* [Task statement]
Filter the records below, keeping only the lines that contain the word "vegetation". Copy each of those lines.

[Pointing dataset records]

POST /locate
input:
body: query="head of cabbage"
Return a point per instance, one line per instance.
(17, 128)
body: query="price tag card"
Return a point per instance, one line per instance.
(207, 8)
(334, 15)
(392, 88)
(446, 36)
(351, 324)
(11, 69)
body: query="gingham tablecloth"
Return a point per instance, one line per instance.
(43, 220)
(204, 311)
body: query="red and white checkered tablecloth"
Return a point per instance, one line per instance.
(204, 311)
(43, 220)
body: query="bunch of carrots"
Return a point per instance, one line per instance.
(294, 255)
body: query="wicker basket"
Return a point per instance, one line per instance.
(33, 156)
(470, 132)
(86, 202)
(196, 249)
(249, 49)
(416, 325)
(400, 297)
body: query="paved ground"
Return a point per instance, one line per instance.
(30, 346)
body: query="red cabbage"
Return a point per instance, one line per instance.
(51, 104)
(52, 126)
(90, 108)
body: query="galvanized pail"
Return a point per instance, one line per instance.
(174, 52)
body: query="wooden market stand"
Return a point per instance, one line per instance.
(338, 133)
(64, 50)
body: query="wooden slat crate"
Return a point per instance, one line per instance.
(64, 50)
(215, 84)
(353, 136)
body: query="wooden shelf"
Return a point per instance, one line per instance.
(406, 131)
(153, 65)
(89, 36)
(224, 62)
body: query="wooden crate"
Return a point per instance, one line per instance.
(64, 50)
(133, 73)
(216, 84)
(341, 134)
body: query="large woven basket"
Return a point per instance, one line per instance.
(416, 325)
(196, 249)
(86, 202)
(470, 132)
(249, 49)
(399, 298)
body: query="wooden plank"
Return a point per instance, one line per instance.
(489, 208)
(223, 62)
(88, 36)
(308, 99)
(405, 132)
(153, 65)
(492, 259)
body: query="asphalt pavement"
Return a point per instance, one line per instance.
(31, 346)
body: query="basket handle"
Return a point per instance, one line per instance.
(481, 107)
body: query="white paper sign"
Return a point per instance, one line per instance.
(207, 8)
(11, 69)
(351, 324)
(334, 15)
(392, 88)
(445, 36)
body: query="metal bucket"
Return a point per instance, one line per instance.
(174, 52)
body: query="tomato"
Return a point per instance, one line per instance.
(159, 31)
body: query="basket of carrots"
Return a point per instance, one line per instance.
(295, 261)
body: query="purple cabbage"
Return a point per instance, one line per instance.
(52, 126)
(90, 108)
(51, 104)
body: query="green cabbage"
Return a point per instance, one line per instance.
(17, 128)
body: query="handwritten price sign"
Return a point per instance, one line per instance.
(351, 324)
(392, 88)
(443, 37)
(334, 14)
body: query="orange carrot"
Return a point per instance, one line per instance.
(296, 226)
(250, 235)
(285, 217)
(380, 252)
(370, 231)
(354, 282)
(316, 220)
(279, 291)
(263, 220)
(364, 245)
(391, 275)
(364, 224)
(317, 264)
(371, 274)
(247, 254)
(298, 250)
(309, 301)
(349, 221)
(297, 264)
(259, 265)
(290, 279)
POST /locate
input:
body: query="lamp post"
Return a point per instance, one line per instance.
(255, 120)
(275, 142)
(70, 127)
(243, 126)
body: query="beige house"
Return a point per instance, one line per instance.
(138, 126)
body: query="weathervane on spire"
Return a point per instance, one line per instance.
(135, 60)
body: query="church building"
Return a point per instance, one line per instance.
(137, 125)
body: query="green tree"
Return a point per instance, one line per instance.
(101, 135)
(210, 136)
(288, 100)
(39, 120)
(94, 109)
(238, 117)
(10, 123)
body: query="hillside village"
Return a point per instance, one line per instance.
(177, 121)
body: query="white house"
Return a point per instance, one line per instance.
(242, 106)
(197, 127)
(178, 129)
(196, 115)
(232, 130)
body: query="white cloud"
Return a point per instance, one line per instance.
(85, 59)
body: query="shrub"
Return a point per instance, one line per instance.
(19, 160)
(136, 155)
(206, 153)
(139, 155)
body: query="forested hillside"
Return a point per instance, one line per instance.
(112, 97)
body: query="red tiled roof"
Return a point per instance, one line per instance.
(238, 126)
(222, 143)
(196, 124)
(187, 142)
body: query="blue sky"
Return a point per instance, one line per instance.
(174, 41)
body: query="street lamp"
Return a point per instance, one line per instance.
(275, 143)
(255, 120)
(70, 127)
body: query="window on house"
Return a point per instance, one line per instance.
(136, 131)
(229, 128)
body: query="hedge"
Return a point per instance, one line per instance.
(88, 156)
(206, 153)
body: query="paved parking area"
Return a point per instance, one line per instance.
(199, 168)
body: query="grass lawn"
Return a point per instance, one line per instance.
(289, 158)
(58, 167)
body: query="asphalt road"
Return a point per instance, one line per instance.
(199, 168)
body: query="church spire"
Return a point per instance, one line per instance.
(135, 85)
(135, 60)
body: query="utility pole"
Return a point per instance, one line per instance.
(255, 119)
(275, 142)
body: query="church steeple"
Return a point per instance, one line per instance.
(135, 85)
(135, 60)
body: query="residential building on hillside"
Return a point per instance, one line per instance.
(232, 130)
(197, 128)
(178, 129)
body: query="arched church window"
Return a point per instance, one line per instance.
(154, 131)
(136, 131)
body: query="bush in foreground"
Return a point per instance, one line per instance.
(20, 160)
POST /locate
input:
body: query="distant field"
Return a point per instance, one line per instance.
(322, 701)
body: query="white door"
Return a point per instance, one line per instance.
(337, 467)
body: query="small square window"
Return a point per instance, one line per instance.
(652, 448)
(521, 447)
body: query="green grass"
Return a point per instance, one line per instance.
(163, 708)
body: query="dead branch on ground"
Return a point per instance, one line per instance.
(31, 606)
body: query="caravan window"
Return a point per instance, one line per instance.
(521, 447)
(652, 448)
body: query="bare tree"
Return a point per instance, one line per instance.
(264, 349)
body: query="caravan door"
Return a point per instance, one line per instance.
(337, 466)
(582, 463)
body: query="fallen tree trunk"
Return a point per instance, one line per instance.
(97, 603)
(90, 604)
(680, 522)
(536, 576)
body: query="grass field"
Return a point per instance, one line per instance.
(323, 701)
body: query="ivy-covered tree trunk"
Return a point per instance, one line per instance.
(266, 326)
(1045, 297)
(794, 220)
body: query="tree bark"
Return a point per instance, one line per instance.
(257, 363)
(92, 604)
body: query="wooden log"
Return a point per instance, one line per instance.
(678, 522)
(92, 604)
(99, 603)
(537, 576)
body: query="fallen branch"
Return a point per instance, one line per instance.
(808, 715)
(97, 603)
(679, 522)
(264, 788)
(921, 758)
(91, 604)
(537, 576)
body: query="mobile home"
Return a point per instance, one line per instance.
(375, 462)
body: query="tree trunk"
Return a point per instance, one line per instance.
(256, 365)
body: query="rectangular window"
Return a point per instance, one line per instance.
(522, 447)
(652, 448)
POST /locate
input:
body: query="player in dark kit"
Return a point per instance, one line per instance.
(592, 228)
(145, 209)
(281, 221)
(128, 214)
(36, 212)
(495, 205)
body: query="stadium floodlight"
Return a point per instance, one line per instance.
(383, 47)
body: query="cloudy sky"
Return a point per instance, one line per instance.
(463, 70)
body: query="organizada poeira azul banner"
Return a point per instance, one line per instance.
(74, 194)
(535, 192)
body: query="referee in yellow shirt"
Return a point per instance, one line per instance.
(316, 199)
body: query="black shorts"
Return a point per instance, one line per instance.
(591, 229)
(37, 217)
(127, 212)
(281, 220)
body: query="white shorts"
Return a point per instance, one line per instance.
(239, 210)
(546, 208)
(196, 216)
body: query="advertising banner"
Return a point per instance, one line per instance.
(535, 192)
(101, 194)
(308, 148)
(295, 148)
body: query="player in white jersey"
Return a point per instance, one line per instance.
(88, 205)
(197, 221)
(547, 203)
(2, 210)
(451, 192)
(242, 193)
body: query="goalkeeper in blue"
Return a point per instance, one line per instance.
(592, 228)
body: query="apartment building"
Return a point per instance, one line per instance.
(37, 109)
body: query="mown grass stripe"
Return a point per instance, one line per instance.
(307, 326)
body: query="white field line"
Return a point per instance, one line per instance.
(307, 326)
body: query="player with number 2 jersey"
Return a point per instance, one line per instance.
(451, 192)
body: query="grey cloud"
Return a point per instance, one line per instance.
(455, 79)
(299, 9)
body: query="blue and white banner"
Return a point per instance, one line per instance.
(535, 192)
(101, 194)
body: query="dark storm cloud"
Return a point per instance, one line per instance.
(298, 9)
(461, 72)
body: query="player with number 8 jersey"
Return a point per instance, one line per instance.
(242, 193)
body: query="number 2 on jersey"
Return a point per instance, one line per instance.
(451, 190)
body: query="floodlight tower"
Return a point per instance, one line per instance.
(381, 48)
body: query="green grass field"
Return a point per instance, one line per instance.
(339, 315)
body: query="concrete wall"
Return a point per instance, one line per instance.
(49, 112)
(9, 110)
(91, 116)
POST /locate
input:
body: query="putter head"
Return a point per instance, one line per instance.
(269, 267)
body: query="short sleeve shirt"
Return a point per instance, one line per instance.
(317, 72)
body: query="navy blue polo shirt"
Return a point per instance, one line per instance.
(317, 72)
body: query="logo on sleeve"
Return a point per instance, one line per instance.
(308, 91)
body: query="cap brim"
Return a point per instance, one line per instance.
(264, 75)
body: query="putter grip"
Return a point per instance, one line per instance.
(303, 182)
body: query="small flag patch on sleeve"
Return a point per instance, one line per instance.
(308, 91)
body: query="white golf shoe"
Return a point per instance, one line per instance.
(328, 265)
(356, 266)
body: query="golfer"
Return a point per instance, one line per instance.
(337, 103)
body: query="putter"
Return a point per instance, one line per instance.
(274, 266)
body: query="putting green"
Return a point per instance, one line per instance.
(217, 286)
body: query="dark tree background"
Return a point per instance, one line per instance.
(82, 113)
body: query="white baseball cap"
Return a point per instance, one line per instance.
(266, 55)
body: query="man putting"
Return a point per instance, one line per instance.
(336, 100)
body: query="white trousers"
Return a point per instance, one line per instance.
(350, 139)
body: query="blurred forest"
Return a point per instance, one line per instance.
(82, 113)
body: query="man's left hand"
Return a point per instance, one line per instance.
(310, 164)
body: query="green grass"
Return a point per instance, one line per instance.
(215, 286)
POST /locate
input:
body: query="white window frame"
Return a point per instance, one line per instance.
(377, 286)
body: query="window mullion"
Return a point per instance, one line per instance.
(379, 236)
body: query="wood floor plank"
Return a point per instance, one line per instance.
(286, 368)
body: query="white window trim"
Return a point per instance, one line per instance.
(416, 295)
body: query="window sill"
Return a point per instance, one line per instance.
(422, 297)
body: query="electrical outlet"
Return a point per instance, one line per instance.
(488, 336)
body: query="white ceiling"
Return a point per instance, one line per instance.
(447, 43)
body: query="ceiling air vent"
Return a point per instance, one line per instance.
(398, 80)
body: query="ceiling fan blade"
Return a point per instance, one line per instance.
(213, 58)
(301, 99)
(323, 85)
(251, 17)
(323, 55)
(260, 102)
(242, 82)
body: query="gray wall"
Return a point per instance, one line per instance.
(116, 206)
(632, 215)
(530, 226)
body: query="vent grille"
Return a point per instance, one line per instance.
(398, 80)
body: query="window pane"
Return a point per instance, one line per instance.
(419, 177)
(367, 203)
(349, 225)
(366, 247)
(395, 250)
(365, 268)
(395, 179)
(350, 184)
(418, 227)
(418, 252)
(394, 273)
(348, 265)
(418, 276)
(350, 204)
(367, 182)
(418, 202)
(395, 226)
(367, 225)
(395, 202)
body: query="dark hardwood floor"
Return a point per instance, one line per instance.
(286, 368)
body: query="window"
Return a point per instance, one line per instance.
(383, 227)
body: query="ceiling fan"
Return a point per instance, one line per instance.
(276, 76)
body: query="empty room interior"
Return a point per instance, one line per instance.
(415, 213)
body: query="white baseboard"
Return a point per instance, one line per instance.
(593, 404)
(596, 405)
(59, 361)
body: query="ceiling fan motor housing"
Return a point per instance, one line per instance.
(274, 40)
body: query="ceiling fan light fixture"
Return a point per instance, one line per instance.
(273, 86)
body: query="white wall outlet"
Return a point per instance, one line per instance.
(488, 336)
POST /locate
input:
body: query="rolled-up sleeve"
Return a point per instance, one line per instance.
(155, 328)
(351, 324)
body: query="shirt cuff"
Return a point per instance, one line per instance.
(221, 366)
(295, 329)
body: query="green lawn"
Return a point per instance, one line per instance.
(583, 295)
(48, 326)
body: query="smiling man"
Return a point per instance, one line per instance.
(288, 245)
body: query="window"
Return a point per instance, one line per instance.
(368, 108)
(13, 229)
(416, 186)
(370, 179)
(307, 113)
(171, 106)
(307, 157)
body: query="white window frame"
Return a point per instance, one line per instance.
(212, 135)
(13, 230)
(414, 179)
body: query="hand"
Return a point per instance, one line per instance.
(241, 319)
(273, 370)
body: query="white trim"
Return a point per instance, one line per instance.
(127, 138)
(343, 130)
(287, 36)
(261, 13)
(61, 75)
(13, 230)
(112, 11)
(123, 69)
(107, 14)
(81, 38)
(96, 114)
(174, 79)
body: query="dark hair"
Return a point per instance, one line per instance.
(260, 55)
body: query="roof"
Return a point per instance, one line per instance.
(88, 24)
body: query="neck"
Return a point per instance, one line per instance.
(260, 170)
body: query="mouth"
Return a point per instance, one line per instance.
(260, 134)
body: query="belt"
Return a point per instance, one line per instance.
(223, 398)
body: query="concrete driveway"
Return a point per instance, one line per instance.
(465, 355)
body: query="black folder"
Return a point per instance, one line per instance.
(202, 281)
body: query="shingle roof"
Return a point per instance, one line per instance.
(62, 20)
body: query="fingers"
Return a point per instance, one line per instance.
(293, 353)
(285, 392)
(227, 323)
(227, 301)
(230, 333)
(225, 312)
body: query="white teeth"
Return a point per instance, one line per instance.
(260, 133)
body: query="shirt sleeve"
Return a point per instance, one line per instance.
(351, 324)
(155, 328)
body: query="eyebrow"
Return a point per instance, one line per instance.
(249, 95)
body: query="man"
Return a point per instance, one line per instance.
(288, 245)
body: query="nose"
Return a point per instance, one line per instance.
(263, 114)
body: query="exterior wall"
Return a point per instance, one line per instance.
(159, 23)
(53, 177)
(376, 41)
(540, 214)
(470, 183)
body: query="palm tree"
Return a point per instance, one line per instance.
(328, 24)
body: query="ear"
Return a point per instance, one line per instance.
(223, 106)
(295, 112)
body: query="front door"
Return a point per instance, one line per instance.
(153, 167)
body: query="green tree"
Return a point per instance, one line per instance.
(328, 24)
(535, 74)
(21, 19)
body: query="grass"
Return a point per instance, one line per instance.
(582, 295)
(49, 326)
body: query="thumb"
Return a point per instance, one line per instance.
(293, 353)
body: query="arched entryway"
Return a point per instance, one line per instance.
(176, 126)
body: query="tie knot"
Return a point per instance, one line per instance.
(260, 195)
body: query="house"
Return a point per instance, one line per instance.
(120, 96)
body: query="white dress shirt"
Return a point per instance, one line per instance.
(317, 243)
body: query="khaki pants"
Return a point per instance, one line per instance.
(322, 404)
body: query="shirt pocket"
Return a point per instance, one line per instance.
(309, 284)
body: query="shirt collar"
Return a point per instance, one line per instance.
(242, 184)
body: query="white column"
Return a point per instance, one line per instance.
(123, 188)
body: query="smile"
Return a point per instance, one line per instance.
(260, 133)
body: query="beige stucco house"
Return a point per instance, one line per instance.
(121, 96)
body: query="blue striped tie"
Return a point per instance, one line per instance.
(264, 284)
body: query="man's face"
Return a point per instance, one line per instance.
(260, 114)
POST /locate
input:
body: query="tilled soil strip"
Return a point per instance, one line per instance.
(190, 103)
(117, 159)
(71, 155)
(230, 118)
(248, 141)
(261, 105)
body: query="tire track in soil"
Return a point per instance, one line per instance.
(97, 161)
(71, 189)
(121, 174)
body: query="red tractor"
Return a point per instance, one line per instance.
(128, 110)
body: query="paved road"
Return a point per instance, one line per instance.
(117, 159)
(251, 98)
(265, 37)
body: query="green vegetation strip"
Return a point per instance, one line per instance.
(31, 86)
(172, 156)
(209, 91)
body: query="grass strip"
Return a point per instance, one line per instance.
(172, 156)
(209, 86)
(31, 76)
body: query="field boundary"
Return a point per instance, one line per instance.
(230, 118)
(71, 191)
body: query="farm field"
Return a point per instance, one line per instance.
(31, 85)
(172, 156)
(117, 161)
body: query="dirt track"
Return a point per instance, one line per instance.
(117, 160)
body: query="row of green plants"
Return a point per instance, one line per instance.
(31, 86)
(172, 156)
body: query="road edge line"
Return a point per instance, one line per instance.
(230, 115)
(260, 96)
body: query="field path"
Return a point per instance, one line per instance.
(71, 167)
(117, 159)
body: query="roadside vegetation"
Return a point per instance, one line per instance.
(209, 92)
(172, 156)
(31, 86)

* [Output for this task]
body: query="green vegetation strip"
body: query="roadside vegetation"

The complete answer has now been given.